Selesaikan tugas berikut:
a – Menurut kutipan teks tentang hujan, air hujan dengan pH berapa yang dianggap hujan asam?
b – Temukan setiap baris di data yang memuat kata "position", lalu salin baris-baris itu. Huruf besar dan kecil dibedakan.

Kutipan teks:

——

Hujan memainkan peranan penting dalam siklus hidrologi. Lembaban dari laut menguap, berubah menjadi awan, terkumpul menjadi awan mendung, lalu turun kembali ke bumi, dan akhirnya kembali ke laut melalui sungai dan anak sungai untuk mengulangi daur ulang itu semula.

Pengukur hujan (ombrometer) standar

Jumlah air hujan diukur menggunakan pengukur hujan atau ombrometer. Ia dinyatakan sebagai kedalaman air yang terkumpul pada permukaan datar, dan diukur kurang lebih 0.25mm. Satuan curah hujan menurut SI adalah milimeter, yang merupakan penyingkatan dari liter per meter persegi.

Air hujan sering digambarkan sebagai berbentuk “lonjong”, lebar di bawah dan menciut di atas, tetapi ini tidaklah tepat. Air hujan kecil hampir bulat. Air hujan yang besar menjadi semakin leper, seperti roti hamburger; air hujan yang lebih besar berbentuk payung terjun. Air hujan yang besar jatuh lebih cepat berbanding air hujan yang lebih kecil.

Beberapa kebudayaan telah membentuk kebencian kepada hujan dan telah menciptakan pelbagai peralatan seperti payung dan baju hujan. Banyak orang juga lebih gemar tinggal di dalam rumah pada hari hujan.

Biasanya hujan memiliki kadar asam pH 6. Air hujan dengan pH di bawah 5,6 dianggap hujan asam.

Banyak orang menganggap bahwa bau yang tercium pada saat hujan dianggap wangi atau menyenangkan. Sumber dari bau ini adalah petrichor, minyak atsiri yang diproduksi oleh tumbuhan, kemudian diserap oleh batuan dan tanah, dan kemudian dilepas ke udara pada saat hujan.

Jenis-jenis hujan

Untuk kepentingan kajian atau praktis, hujan dibedakan menurut terjadinya, ukuran butirannya, atau curah hujannya.

Jenis-jenis hujan berdasarkan terjadinya
  • Hujan siklonal, yaitu hujan yang terjadi karena udara panas yang naik disertai dengan angin berputar.
  • Hujan zenithal, yaitu hujan yang sering terjadi di daerah sekitar ekuator, akibat pertemuan Angin Pasat Timur Laut dengan Angin Pasat Tenggara. Kemudian angin tersebut naik dan membentuk gumpalan-gumpalan awan di sekitar ekuator yang berakibat awan menjadi jenuh dan turunlah hujan.

——

Data tersimpan:
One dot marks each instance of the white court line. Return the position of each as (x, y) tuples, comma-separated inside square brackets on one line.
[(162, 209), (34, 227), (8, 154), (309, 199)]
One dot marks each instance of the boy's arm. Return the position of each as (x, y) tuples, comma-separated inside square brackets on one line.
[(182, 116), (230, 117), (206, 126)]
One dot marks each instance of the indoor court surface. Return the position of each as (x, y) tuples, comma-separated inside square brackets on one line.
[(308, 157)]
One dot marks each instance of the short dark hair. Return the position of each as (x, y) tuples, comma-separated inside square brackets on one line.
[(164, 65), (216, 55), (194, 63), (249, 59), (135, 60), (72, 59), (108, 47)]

——

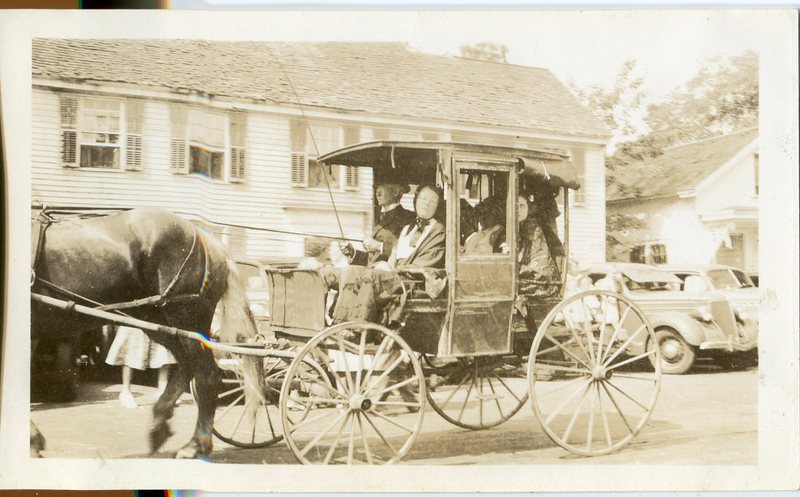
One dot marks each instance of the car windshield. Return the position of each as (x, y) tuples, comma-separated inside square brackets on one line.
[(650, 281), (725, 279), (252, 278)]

——

Jawaban di bawah:
a – Air hujan dengan pH di bawah 5,6.

b –
One dot marks each instance of the white court line. Return the position of each as (x, y) tuples, comma-separated inside square brackets on one line.
One dot marks each instance of the boy's arm. Return the position of each as (x, y) tuples, comma-separated inside square brackets on one line.
One dot marks each instance of the indoor court surface. Return the position of each as (x, y) tuples, comma-separated inside square brackets on one line.
One dot marks each instance of the short dark hair. Return the position of each as (x, y) tuples, comma-separated inside square brackets on one line.
One dot marks each instance of the car windshield. Return the position of each as (x, y) tuples, comma-separated inside square brackets on one line.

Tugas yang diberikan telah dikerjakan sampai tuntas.